EXERCISE REQUIREMENTS: Reproduce the listing below, replacing every occurrence of "white sheet of paper" with "blank sheet of paper" and leaving everything else unchanged.

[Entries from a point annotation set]
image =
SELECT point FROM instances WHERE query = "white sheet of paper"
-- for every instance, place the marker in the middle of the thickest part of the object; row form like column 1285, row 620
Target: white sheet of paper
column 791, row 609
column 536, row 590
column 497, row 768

RESULT:
image =
SELECT point FROM instances WHERE query = "blank sheet of paper"
-- for every instance, place the marker in the middle of the thickest part of the object; row form like column 1285, row 620
Target: blank sheet of paper
column 791, row 609
column 536, row 590
column 497, row 768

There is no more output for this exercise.